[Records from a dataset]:
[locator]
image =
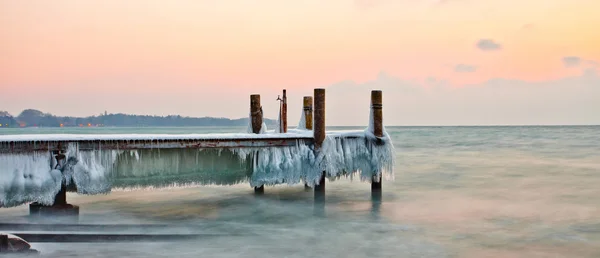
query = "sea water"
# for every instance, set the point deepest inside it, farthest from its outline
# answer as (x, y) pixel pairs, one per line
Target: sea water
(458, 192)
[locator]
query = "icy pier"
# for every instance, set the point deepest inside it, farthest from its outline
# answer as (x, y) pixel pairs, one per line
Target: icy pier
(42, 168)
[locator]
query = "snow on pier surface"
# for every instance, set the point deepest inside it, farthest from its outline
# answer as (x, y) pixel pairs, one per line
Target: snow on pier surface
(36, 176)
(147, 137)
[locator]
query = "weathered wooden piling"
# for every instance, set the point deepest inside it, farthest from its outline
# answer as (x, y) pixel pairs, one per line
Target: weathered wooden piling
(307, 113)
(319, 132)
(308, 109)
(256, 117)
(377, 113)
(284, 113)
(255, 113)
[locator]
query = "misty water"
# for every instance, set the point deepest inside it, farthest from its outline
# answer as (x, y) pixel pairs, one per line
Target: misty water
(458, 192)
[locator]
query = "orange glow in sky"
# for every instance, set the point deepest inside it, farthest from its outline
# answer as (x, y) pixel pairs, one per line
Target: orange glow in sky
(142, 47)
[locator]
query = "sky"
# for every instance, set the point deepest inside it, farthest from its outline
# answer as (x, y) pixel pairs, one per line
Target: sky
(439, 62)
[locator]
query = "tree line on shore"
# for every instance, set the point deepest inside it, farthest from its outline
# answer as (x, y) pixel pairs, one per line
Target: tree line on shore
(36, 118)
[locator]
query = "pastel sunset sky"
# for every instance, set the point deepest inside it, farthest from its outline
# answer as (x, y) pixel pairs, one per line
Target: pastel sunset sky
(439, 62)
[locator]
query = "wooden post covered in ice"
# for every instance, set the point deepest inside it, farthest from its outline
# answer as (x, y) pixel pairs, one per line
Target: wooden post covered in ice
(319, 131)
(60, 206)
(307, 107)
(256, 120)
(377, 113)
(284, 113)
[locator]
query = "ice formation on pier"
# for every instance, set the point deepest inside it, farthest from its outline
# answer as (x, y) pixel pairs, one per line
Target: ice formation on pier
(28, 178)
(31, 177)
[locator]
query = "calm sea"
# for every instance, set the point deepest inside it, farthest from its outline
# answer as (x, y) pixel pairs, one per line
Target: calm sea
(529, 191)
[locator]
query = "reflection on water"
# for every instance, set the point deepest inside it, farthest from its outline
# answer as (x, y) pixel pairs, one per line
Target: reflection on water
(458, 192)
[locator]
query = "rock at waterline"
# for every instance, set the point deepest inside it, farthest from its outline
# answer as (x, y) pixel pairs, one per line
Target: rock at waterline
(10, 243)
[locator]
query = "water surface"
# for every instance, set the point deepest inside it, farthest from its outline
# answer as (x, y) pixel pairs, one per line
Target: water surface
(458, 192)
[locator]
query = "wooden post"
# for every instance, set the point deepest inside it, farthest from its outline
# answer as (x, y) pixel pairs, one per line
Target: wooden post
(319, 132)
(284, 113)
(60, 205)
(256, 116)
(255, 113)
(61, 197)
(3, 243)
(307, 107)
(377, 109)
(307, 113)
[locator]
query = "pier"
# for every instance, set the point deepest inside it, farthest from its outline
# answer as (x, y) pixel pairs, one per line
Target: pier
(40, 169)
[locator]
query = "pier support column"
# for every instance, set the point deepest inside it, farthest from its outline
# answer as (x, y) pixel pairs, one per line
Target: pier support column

---

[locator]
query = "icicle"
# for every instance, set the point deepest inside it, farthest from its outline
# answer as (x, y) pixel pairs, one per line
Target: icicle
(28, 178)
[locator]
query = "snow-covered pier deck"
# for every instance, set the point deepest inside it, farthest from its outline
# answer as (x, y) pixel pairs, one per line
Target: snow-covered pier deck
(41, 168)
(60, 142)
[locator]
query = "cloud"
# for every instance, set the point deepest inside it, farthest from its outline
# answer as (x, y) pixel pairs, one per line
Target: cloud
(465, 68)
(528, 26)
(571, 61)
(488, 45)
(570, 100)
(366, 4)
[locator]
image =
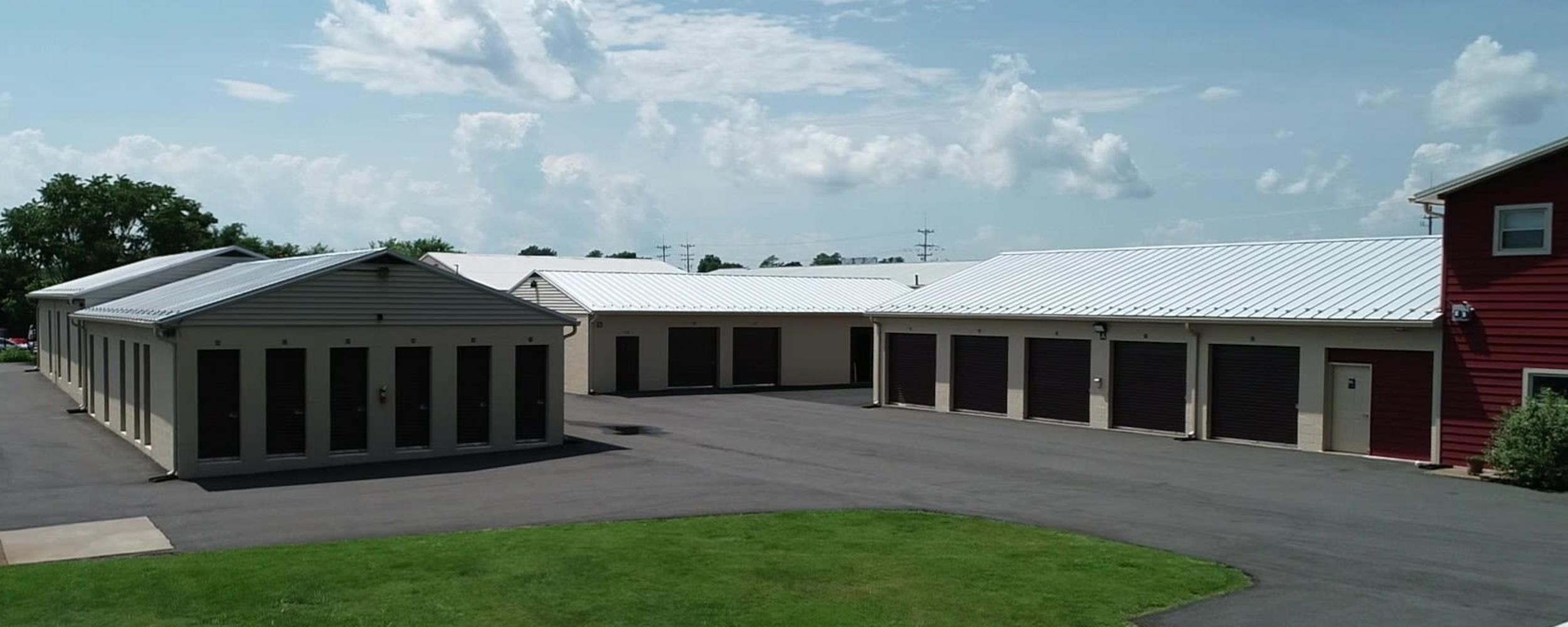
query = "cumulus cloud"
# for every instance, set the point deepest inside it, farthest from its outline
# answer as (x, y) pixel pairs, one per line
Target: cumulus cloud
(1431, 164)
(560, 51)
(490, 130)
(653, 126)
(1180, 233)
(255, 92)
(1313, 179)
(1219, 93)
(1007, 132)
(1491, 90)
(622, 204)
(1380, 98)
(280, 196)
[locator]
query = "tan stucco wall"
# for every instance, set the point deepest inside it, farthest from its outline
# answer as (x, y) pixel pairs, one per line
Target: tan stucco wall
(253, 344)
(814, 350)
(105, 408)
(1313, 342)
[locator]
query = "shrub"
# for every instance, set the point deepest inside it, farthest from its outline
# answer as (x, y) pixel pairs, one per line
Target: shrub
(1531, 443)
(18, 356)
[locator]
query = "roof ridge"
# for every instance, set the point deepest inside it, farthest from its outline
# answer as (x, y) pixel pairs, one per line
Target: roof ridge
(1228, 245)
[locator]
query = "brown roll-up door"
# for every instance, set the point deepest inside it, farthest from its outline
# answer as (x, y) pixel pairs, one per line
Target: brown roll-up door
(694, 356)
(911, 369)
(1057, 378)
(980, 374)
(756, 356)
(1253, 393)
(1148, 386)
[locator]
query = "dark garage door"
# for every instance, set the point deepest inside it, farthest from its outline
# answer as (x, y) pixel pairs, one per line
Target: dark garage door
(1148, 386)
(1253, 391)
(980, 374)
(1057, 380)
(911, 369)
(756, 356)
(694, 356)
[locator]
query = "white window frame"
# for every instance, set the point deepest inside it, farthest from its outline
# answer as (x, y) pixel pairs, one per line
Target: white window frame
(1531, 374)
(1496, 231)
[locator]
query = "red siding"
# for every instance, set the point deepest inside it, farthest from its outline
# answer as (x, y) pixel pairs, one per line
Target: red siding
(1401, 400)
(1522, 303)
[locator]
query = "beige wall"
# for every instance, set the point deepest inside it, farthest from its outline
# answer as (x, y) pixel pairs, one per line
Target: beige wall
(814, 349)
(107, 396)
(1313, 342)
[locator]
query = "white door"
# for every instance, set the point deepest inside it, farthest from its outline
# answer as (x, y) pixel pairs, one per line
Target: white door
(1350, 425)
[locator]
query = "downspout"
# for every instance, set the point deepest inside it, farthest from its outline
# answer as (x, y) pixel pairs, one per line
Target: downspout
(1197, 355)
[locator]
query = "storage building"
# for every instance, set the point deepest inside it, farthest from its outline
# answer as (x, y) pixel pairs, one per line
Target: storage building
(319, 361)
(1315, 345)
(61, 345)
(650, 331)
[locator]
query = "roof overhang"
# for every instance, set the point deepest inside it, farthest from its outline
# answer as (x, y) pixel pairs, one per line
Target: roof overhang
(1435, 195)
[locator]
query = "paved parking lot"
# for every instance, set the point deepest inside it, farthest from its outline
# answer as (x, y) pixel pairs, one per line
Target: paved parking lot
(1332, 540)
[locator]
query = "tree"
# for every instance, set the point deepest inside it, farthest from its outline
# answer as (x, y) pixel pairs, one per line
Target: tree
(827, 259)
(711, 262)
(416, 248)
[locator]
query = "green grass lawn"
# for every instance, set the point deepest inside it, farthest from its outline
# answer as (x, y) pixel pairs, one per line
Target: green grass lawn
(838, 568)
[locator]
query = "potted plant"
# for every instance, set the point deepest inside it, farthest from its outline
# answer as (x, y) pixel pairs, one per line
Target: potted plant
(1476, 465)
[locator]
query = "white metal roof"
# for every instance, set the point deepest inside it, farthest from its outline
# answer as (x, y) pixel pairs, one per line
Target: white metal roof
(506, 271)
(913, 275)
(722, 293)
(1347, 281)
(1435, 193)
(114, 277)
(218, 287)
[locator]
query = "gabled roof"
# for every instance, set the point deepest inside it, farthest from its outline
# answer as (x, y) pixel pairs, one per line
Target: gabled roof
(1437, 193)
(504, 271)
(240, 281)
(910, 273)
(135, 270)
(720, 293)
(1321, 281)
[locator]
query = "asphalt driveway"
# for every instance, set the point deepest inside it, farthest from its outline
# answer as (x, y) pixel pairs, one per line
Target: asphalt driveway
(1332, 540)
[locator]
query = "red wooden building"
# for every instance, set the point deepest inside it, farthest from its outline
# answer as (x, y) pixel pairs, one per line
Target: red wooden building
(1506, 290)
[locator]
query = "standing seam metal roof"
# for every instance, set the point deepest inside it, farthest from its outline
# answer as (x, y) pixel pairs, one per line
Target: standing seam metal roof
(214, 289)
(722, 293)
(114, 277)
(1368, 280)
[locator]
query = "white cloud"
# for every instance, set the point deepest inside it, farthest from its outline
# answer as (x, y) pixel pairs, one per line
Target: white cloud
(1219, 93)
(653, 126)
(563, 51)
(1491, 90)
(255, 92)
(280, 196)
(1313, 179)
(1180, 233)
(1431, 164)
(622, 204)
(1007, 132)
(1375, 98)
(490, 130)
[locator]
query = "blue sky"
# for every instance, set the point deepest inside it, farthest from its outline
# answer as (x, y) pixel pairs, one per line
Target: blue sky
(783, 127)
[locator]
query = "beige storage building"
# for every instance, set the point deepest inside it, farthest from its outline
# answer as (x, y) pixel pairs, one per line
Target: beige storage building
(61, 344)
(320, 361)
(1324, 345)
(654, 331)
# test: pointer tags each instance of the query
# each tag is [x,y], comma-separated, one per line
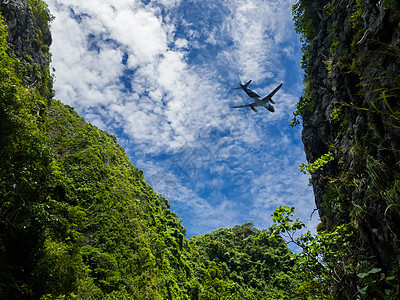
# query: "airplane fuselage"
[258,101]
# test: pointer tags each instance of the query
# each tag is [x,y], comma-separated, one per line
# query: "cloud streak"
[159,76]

--

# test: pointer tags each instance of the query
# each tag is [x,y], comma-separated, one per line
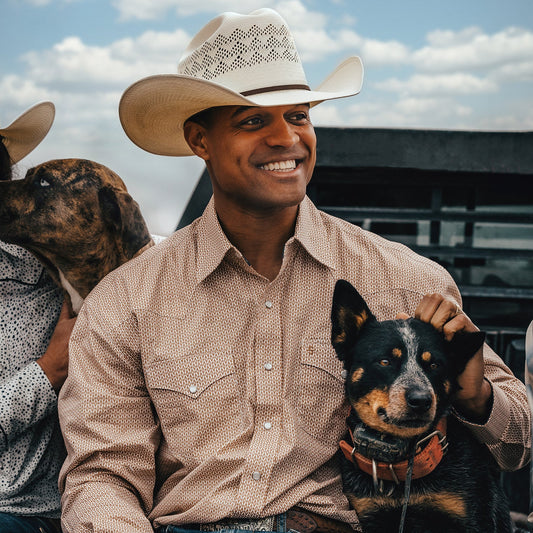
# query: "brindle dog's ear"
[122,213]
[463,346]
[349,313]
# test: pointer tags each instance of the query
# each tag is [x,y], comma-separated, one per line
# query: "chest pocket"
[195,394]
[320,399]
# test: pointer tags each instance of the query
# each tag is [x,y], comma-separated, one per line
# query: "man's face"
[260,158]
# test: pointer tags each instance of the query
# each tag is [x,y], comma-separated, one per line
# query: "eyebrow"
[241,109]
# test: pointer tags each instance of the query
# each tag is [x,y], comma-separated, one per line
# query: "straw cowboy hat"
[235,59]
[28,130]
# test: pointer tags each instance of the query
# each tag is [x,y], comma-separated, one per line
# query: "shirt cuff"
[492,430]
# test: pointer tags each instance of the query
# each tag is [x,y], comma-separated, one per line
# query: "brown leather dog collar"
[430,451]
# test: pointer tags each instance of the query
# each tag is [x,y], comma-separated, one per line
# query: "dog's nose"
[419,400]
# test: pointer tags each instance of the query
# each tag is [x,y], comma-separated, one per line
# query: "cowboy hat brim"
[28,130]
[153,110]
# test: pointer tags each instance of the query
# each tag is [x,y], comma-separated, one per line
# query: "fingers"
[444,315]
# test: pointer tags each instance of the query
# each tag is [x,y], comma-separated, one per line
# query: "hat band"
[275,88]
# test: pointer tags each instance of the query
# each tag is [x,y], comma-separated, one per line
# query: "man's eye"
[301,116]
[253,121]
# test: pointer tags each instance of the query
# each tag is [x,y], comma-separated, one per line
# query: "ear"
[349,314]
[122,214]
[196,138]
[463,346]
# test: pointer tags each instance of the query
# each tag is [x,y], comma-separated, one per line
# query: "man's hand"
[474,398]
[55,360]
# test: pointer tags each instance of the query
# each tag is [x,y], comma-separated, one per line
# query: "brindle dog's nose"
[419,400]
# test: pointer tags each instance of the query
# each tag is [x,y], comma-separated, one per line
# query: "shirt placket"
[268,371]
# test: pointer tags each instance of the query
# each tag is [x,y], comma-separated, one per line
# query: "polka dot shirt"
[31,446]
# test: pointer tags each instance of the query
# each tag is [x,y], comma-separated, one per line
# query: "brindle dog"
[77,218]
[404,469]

[Description of the task]: Collect every line with the string "column" from the records, and copy each.

[Exercise answer]:
query = "pier support column"
Target: pier support column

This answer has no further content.